Answer these questions from the passage on Google below.
(a) What sales figure does the newspaper report for Google, and by what percentage did it rise from the previous year?
(b) What was Google's revenue for last year after "traffic acquisition costs" were discounted?
(c) What would the writer be called if Google were a government service?

[begin Text to read]

Here's one: Google. Not only do I not know how Google's technology works, I have only the faintest glimmering of how the company makes money. (I think it has something to do with ads.) What I use by Google costs me nothing. (My eyes quickly move away from the ads.)

But I can read the newspaper, and it reports that Google's sales just came in at $2.46 billion, up 77 percent from the previous year. After discounting "traffic acquisition costs" (whatever they are), revenue for last year was $1.68 billion.

And here I am, using Google for free. I've contributed nothing to its effort (unless curious well- and ill-wishers looking my name up on Google counts).

I couldn't be happier. I get a great service. And they make money . . . off of other people.

So, when I hear someone complaining about big, greedy companies, I shake my head. There are a number of companies I get free goods off of all the time. And, unlike the government, they don't come knocking on my door demanding payment just because I get some benefit. (They ask nicely, if they do come a-knockin'.)

There's an economic concept here. It's called "free ridership." If Google were a government service, I'd be called a "free rider." My very existence would be something of a scandal to political philosophers and economists.

[end Text to read]
[begin Records]

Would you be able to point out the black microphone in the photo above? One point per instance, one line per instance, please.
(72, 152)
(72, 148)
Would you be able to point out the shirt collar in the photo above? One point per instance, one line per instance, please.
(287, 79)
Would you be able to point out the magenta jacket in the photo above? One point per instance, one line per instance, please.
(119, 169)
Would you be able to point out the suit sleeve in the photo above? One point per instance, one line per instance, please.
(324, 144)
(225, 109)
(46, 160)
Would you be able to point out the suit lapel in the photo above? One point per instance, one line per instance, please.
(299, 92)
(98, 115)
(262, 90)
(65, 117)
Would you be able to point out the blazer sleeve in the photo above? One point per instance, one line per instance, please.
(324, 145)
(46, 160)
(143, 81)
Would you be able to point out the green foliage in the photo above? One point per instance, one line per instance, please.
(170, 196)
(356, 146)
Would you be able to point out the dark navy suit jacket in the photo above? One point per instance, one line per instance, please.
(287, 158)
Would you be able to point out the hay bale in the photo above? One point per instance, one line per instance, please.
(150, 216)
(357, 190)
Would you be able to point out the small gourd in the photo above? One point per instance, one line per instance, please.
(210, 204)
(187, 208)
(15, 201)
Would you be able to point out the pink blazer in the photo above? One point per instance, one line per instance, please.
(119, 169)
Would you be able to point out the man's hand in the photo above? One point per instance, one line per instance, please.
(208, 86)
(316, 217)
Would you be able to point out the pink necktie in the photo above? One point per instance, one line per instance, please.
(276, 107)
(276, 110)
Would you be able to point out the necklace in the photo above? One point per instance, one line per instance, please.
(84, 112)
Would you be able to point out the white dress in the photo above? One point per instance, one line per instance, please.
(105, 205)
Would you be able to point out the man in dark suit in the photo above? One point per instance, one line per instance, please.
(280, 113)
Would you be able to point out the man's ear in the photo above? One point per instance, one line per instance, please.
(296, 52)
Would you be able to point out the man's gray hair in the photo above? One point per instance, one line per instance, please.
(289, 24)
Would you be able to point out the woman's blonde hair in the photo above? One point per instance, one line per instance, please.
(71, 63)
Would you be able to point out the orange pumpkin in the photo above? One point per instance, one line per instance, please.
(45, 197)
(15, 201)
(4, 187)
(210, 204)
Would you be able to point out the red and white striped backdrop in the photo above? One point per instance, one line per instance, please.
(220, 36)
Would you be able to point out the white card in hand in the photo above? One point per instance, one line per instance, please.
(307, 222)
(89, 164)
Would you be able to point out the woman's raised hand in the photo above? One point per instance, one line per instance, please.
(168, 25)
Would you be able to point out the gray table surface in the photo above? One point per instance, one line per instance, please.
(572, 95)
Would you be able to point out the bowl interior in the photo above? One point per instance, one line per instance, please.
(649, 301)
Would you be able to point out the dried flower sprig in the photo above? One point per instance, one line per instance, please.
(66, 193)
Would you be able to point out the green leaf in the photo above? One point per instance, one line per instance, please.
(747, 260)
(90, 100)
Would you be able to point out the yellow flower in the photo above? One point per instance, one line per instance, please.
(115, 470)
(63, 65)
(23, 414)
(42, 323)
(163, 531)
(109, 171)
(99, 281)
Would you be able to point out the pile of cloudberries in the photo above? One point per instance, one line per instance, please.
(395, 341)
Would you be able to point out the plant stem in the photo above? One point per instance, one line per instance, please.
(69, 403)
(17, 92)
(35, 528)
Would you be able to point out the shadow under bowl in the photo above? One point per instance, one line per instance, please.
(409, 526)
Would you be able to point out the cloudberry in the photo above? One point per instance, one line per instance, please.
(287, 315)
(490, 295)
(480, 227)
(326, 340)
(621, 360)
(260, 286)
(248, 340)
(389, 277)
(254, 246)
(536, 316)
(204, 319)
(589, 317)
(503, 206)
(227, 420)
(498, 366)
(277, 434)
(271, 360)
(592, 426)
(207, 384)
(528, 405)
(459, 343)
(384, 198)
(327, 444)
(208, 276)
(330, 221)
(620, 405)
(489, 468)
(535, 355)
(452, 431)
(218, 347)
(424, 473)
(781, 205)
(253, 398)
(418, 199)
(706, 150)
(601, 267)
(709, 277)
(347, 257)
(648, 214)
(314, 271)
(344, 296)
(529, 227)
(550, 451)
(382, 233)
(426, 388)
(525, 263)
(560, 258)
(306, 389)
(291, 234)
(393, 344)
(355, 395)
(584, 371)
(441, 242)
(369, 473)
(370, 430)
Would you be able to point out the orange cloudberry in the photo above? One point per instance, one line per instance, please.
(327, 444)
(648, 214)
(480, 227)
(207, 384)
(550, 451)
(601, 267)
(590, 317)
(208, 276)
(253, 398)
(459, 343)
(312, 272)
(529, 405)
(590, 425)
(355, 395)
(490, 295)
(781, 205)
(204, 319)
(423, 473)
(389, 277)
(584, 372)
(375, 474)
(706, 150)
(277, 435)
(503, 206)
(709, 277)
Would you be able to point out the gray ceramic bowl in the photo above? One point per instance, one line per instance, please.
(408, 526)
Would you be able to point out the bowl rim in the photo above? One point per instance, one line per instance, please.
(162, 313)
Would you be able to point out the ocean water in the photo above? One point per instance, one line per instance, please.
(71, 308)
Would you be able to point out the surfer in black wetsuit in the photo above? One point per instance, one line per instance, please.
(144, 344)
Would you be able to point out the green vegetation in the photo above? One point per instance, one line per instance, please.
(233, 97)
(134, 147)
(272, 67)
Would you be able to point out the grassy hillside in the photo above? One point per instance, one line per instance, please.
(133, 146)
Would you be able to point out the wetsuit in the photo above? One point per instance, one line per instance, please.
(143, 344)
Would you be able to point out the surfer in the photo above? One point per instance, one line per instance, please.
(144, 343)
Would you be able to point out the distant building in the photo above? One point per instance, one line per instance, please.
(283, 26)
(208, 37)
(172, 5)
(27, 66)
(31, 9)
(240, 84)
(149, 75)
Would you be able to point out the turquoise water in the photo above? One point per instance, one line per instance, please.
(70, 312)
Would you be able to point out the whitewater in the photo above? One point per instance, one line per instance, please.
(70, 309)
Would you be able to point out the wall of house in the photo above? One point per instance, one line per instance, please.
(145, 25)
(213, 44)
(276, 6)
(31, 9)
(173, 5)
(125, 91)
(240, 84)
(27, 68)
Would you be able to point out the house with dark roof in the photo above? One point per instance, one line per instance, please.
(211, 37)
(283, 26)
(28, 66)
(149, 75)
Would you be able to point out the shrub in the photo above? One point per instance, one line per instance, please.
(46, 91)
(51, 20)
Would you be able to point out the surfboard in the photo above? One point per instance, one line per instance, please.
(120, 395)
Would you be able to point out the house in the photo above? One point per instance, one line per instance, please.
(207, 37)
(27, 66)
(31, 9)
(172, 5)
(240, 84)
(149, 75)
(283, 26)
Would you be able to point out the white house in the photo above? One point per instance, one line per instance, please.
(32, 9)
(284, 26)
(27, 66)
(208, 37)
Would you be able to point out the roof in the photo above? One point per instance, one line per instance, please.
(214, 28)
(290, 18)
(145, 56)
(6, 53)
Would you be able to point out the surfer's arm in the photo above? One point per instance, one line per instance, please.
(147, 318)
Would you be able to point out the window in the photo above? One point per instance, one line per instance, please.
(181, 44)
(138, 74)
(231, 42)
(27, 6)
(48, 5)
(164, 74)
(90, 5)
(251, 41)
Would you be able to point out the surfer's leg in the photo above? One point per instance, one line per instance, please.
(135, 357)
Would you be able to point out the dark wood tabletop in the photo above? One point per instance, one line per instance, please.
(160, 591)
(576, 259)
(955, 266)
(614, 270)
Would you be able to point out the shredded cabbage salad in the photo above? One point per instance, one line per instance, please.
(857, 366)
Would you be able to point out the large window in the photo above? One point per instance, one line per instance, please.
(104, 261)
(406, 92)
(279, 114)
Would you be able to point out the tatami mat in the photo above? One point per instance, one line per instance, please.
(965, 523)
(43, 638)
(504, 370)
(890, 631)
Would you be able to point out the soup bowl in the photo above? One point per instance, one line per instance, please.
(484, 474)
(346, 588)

[end Records]

__Response for this exercise__.
(a) $2.46 billion, up 77 percent from the previous year.
(b) $1.68 billion.
(c) A "free rider."